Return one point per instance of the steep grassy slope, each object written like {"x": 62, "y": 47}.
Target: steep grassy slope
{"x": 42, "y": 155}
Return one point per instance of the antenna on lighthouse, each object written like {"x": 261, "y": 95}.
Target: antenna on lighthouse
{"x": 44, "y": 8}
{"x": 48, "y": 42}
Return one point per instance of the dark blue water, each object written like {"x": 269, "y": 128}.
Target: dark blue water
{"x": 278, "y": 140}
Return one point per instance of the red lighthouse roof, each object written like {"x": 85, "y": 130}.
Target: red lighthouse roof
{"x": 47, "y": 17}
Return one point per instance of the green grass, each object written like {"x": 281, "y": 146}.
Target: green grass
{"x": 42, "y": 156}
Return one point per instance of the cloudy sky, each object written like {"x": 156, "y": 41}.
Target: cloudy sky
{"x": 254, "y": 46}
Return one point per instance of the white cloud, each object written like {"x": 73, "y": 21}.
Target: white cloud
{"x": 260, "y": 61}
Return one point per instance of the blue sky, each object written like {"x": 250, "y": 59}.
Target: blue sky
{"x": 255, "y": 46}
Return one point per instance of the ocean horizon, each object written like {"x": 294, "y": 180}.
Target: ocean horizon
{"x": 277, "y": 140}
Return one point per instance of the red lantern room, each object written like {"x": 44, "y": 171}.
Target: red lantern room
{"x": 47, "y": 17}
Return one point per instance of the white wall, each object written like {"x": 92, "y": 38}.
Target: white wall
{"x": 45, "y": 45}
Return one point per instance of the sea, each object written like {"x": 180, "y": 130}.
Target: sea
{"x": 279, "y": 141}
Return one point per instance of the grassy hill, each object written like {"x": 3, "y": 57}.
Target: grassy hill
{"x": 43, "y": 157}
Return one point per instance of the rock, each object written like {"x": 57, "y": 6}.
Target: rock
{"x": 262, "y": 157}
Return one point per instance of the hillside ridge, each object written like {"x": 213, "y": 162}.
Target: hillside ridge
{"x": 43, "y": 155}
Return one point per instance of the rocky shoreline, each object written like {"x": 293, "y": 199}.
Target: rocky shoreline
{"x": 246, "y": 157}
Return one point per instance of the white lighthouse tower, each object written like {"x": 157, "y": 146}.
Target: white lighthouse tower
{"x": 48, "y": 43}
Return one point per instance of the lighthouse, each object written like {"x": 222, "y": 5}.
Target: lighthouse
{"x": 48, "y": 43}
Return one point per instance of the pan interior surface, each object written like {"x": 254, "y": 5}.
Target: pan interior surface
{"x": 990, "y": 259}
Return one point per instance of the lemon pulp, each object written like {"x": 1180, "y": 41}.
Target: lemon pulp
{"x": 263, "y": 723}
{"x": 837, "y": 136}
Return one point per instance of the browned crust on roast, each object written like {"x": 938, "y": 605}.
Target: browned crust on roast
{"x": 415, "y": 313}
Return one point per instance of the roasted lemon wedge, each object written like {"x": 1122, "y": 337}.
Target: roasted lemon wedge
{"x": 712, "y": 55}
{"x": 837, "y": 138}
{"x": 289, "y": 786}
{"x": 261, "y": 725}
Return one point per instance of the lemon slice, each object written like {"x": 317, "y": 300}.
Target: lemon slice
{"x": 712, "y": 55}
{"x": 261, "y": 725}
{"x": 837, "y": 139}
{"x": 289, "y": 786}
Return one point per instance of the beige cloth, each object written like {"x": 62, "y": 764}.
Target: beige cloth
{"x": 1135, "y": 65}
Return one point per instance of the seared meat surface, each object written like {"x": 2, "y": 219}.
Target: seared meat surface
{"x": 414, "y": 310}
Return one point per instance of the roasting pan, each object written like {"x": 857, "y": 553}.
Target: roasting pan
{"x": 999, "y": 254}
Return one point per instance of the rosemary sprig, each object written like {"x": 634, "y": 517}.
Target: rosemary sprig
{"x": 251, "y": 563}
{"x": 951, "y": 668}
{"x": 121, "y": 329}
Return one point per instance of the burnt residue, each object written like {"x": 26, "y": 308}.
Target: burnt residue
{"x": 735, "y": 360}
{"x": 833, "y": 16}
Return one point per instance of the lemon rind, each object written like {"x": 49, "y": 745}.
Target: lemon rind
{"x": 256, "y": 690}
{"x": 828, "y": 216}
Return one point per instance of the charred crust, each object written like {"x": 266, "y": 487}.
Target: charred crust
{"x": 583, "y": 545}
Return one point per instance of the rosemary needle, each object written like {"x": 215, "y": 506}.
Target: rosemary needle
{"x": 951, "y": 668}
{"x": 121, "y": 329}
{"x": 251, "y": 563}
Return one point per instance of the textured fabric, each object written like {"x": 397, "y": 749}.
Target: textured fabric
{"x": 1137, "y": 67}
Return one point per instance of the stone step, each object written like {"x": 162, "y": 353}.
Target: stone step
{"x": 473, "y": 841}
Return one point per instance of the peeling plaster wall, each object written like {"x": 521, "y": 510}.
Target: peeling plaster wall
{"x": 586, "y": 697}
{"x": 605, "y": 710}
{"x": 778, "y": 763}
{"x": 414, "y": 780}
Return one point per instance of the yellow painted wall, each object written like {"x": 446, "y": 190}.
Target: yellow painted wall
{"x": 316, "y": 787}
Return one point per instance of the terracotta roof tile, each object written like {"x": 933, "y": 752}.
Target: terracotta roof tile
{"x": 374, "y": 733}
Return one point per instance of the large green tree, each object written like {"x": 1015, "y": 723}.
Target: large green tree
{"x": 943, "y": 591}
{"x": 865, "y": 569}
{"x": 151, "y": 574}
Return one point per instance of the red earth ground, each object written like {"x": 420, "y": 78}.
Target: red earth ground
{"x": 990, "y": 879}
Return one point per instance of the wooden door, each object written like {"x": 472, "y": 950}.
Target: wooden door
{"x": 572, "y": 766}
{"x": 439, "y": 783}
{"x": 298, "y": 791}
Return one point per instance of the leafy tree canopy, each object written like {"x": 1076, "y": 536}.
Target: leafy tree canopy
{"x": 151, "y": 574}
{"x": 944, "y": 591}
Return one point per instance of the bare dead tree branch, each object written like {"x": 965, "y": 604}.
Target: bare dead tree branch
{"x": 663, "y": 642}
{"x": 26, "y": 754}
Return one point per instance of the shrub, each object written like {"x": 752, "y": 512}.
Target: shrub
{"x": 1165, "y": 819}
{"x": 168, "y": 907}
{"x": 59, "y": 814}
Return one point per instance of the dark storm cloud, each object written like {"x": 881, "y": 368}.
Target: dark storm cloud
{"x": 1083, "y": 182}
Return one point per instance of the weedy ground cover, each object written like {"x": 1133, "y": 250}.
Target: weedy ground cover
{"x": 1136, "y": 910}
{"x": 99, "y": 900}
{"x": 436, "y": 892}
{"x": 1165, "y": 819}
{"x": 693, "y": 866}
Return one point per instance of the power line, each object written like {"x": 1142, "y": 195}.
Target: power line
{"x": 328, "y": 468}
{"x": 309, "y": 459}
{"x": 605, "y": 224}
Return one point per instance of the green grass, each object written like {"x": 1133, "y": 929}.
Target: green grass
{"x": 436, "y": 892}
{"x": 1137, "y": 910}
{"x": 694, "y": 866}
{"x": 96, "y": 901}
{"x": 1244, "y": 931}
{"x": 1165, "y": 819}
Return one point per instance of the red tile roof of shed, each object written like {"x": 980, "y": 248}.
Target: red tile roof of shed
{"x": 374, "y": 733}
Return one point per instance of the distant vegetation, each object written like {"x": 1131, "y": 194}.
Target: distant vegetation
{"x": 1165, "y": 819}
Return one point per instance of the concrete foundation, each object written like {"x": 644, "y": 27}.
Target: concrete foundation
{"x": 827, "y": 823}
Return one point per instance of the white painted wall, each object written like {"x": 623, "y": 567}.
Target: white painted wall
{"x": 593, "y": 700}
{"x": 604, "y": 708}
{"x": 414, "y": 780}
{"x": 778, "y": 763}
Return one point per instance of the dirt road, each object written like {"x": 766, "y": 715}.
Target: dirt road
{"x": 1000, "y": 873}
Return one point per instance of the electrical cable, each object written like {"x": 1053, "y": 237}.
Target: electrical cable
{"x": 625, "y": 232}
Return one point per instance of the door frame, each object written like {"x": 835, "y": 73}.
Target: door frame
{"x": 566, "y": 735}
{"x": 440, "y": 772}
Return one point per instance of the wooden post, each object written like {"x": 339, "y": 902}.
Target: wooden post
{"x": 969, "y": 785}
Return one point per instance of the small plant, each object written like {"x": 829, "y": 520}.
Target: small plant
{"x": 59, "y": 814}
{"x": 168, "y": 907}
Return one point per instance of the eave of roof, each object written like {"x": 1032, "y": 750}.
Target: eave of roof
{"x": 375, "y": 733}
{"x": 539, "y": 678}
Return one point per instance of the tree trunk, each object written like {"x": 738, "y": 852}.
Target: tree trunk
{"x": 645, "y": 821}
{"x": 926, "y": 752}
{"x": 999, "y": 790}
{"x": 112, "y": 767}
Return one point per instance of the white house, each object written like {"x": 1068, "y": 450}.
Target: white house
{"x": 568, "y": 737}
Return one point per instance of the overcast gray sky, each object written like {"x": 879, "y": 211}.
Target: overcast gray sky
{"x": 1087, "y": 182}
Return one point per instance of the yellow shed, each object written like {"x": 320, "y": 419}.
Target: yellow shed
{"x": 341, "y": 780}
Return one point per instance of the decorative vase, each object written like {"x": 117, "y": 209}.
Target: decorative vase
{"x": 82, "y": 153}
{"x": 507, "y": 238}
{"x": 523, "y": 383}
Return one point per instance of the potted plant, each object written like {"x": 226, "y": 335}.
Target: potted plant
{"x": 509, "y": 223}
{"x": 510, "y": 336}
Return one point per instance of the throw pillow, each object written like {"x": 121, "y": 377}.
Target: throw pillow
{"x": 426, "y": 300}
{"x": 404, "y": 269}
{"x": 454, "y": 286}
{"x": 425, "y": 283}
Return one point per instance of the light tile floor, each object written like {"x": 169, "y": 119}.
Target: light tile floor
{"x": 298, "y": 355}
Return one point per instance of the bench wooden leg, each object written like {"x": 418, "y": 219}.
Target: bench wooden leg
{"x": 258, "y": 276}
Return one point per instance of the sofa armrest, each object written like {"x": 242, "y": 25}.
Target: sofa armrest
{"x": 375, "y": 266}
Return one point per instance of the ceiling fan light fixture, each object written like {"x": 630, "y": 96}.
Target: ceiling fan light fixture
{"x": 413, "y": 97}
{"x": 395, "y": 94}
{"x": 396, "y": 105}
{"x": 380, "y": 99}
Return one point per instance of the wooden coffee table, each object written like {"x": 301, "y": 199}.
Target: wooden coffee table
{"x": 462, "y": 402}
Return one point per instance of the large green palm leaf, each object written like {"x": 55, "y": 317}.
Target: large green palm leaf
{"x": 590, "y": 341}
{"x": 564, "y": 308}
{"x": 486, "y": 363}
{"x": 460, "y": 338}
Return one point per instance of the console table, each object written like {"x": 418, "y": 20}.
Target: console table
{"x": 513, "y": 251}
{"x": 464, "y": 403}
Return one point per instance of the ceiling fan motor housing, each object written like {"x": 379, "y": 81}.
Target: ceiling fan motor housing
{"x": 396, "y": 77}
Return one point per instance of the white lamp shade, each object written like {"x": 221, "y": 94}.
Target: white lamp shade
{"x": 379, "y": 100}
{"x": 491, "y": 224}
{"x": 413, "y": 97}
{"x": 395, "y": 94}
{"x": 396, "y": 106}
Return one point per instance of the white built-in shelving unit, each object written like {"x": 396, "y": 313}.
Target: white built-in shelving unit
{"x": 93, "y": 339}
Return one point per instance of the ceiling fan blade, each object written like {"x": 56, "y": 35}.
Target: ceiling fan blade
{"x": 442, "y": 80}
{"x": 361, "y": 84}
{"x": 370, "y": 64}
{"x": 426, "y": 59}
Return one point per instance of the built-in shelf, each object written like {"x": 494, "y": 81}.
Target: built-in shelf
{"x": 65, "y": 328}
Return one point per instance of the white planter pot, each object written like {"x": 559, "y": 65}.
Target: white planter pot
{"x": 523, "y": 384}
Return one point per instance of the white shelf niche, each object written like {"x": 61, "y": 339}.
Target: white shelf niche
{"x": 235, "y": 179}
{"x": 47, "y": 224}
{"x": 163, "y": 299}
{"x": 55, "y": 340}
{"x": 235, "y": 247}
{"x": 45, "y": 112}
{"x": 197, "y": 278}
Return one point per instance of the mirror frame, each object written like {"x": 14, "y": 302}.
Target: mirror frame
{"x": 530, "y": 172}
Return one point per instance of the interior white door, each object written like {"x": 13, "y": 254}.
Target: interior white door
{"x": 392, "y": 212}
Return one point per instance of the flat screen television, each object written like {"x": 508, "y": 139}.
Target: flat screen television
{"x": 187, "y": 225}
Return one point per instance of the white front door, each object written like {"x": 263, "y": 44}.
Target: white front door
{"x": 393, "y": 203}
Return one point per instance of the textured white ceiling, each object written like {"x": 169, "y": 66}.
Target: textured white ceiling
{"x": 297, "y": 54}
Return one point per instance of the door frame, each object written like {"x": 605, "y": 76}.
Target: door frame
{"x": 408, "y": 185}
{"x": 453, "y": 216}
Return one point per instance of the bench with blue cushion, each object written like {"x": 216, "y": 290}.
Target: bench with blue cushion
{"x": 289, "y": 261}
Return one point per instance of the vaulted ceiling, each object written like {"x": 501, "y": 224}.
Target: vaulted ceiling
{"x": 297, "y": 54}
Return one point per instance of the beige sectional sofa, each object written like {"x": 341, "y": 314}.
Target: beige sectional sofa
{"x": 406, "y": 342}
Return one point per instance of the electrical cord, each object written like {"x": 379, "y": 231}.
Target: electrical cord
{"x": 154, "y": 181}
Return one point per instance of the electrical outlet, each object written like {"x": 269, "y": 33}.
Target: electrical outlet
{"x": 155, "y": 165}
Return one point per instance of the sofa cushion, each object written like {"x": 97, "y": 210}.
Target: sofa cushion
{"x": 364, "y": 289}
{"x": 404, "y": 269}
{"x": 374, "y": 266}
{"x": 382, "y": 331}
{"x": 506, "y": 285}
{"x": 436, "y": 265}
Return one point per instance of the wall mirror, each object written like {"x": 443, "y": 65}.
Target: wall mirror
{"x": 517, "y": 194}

* _Work instructions_
Look above for the line with "Target: yellow shed" and the line with "Return one point per instance of the large green palm". Retype those two lines and every line between them exactly, adding nothing.

* _Result of this exercise_
Target: yellow shed
{"x": 341, "y": 780}
Return one point per instance of the decorative vase, each object written like {"x": 117, "y": 209}.
Target: decorative vase
{"x": 82, "y": 153}
{"x": 507, "y": 238}
{"x": 523, "y": 383}
Return one point per instance of the potted plant, each object written like {"x": 226, "y": 335}.
Target: potted plant
{"x": 509, "y": 223}
{"x": 510, "y": 336}
Return one point per instance of the throw pillow, each object written like {"x": 121, "y": 377}.
Target: throw pillow
{"x": 426, "y": 300}
{"x": 404, "y": 269}
{"x": 454, "y": 286}
{"x": 425, "y": 283}
Return one point per instance of the light tile floor, each object written like {"x": 169, "y": 119}.
Target: light tile floor
{"x": 298, "y": 355}
Return one point per instance of the bench wooden leg, each object written like {"x": 418, "y": 219}.
Target: bench wooden leg
{"x": 258, "y": 276}
Return one point per instance of the sofa armrest, each object written like {"x": 242, "y": 25}.
Target: sofa armrest
{"x": 375, "y": 266}
Return one point per instance of the ceiling fan light fixture, each object written like {"x": 630, "y": 96}.
Target: ceiling fan light fixture
{"x": 413, "y": 97}
{"x": 395, "y": 94}
{"x": 396, "y": 105}
{"x": 380, "y": 99}
Return one point per instance of the wooden coffee table, each object written like {"x": 301, "y": 199}.
Target: wooden coffee table
{"x": 462, "y": 402}
Return one point per instance of the large green palm leaf, each object written like {"x": 55, "y": 317}.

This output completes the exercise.